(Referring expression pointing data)

__________

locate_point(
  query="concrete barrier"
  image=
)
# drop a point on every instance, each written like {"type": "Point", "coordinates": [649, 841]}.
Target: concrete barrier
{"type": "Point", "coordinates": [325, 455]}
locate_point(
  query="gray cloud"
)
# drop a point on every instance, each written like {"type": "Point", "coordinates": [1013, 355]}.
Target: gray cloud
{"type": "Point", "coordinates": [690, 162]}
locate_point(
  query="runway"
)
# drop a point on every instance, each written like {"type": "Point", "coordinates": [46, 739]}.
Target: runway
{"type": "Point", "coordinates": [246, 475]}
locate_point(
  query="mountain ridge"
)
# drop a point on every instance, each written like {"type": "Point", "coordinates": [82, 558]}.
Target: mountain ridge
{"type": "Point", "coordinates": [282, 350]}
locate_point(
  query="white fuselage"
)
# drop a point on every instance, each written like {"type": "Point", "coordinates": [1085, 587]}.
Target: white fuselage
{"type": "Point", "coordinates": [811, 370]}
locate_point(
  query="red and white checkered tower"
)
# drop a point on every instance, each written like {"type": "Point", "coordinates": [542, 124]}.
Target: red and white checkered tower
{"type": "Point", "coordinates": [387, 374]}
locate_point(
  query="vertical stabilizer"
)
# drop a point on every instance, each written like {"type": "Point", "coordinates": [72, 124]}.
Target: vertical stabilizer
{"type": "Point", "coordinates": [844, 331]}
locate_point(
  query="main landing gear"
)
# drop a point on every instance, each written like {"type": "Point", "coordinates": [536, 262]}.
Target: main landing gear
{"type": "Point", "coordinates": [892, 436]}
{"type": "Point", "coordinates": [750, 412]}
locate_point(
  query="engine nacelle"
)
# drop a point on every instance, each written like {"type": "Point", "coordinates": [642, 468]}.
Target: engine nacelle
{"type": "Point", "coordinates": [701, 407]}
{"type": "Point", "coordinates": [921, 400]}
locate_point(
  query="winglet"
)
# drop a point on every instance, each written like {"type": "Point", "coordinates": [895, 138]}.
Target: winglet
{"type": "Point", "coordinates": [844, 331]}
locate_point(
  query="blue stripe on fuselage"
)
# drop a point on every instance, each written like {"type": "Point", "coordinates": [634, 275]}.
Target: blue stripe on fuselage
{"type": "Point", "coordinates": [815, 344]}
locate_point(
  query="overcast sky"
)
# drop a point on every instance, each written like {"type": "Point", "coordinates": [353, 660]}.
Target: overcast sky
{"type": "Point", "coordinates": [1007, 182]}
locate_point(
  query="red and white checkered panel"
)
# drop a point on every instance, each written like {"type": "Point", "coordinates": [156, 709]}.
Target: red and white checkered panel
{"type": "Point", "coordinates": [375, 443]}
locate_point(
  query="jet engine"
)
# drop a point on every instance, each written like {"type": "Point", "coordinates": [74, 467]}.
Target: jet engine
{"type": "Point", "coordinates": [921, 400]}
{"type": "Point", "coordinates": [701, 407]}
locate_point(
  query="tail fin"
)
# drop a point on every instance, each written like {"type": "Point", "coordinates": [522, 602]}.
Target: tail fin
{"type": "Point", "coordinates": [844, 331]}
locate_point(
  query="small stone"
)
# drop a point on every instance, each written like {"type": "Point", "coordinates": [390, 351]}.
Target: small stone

__________

> **Try it**
Scan the entries above. Copy each line that has the string "small".

> **Result**
  query="small stone"
Target: small stone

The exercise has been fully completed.